» **WRITTEN PROBLEM**:
Reproduce the lines below, swapping "moss covered rock" for "mossy boulder" and leaving everything else untouched.

════

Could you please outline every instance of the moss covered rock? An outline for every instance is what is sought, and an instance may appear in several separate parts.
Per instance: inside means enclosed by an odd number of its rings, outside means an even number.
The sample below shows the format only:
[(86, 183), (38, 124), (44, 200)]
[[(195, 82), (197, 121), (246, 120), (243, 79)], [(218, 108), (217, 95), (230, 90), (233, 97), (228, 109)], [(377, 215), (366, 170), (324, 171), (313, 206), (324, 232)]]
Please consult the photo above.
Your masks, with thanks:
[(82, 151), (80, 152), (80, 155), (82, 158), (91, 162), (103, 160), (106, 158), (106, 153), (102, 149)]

════

» **THE RESULT**:
Could you please outline every instance of the mossy boulder? An outline for every instance is what is sought, and an instance may appear in several separate parts.
Per instance: inside means enclosed by an odd number of its rings, outside means an even number.
The sample below shows the format only:
[(86, 183), (38, 124), (44, 200)]
[[(195, 82), (197, 121), (246, 120), (243, 79)], [(218, 108), (217, 95), (230, 90), (233, 97), (228, 109)], [(377, 215), (366, 170), (324, 171), (313, 206), (324, 232)]]
Please consult the photo above.
Your masks, with thanks:
[(82, 151), (80, 152), (80, 155), (82, 158), (91, 162), (103, 160), (106, 158), (106, 153), (102, 149)]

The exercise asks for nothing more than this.